Quote the rows below word for word, from the line containing "The service MUST place a point on the boy's hand, one" to the line containing "x=111, y=171", both of those lines included.

────────

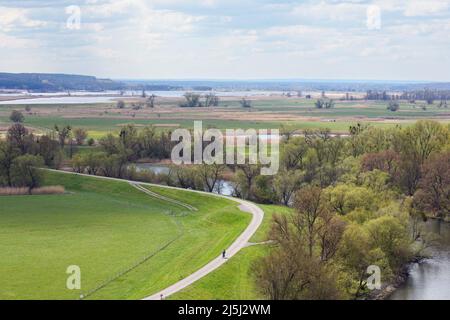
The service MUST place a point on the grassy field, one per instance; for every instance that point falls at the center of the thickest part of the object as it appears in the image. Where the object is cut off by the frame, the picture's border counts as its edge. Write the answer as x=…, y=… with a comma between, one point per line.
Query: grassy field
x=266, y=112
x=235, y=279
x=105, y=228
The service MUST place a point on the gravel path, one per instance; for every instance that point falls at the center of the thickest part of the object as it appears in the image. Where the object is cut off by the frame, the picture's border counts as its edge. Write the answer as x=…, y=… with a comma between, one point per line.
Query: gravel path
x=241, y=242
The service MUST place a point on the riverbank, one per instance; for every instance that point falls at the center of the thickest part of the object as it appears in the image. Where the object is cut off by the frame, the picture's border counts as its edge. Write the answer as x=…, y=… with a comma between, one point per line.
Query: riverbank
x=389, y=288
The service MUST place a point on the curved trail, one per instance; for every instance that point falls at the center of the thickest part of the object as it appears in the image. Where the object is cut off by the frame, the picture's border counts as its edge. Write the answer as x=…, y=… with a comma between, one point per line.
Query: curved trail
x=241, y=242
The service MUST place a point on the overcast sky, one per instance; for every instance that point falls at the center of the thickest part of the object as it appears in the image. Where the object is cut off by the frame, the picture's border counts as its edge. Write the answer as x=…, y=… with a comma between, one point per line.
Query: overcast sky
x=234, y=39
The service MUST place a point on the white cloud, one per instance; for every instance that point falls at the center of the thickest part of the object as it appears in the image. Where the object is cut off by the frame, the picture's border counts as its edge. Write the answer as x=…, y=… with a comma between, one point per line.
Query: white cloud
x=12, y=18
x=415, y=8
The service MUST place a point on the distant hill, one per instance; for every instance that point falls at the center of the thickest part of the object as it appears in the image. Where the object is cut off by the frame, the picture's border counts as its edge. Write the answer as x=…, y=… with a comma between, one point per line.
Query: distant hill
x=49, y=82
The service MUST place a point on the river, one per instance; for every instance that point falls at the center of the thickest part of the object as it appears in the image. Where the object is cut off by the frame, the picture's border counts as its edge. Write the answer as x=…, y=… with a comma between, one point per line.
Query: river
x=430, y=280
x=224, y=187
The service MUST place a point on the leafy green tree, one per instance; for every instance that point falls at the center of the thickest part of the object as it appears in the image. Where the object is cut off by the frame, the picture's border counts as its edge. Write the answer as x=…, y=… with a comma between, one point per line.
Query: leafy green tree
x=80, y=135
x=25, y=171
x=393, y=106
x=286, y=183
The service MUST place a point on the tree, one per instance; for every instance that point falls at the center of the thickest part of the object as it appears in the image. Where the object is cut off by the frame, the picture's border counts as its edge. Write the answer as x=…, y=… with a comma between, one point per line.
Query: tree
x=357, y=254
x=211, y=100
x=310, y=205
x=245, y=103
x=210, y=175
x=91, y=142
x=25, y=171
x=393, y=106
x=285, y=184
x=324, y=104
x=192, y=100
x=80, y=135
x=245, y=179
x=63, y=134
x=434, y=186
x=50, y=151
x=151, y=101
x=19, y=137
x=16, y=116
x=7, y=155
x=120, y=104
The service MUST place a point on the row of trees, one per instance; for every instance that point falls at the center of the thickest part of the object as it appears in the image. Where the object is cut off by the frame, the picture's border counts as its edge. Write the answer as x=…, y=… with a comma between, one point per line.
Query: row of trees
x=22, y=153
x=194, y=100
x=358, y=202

────────

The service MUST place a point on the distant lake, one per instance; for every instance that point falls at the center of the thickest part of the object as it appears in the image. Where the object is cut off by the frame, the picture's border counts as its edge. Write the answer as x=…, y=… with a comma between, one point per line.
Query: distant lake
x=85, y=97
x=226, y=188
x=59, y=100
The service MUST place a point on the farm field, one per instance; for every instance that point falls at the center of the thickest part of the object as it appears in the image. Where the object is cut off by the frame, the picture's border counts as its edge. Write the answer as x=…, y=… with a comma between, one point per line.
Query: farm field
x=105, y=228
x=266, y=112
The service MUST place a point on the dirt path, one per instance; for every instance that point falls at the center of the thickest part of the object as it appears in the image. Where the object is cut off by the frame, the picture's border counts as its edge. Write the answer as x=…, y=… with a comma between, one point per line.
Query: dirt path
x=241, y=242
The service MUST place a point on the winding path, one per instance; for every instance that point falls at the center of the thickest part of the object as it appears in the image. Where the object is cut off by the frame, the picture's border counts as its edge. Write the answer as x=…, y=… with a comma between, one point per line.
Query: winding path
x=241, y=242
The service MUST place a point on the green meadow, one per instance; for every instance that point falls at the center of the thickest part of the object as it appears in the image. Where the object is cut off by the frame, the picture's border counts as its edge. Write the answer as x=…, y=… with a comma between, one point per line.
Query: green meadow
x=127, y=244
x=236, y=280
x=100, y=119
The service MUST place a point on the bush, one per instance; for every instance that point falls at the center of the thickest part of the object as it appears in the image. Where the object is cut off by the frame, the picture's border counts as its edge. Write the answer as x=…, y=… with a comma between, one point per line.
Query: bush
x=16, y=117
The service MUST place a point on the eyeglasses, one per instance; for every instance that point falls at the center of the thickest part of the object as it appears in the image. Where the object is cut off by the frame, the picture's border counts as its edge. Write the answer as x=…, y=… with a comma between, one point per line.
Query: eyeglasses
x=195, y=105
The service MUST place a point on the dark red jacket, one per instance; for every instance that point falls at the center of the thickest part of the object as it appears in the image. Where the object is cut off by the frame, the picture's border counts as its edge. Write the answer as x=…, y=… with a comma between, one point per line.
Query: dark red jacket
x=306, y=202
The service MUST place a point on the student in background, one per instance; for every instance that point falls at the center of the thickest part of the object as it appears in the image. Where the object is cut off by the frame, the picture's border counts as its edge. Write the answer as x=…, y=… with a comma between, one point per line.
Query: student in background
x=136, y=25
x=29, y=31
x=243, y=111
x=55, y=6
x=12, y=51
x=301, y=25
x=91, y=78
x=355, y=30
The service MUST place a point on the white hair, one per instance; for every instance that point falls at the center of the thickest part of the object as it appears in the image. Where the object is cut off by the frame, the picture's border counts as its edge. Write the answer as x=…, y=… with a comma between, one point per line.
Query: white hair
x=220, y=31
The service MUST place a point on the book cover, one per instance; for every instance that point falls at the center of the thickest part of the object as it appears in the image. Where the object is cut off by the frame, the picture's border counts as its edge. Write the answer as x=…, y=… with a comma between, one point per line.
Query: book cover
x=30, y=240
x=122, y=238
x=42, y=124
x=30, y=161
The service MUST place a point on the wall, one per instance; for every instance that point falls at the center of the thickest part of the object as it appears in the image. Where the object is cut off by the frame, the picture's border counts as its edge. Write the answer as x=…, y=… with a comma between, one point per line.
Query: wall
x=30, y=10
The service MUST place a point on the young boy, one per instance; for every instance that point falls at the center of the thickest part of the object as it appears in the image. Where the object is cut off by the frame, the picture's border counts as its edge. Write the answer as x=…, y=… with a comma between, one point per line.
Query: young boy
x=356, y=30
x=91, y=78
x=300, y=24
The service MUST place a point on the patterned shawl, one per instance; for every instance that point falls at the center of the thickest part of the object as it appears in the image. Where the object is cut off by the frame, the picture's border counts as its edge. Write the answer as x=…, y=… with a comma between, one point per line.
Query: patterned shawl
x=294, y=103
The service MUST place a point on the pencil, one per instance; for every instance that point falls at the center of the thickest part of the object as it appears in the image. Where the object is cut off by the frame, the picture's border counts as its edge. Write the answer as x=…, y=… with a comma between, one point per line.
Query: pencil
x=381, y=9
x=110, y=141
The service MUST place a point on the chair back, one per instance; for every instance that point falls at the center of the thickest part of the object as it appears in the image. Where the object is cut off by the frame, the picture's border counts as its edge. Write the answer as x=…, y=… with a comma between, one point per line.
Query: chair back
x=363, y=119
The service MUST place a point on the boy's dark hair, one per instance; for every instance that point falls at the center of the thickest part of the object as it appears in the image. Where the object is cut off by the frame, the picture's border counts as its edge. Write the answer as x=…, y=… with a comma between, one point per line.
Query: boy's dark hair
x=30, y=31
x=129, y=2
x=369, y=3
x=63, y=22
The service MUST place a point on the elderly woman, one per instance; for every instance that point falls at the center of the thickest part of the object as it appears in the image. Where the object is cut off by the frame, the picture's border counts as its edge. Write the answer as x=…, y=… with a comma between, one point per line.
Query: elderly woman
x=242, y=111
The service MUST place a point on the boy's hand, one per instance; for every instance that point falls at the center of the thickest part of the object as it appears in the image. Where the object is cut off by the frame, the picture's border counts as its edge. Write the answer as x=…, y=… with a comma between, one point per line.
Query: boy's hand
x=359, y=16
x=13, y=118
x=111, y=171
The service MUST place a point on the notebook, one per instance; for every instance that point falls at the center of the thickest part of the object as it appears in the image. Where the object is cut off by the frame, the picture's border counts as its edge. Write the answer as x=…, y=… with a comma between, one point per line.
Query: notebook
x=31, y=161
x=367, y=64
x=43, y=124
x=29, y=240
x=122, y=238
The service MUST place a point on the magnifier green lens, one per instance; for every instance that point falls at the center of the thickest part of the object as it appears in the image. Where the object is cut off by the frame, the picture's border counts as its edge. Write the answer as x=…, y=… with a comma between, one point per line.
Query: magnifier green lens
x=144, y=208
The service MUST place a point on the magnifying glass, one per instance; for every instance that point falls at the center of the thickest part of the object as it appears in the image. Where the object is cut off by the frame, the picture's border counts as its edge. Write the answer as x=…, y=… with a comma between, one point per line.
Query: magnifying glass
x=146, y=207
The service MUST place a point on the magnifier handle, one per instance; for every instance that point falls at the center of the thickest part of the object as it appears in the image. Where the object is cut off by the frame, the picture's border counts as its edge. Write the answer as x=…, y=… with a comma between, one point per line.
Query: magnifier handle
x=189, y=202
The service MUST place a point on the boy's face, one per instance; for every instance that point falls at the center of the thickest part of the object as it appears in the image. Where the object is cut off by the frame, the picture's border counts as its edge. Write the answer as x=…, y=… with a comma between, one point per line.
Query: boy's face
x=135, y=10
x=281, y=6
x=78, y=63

────────

PROBLEM SOLUTION:
The service MUST place a point on the boy's hand, one per instance; for every instance that point falls at the center of the thickest part of the object as it appears in the image. Where the object is cut off by the frame, the picture's border counts as its edge. Write the answer as x=…, y=… with a comma between, one point per line.
Query: boy's hand
x=359, y=16
x=13, y=118
x=111, y=171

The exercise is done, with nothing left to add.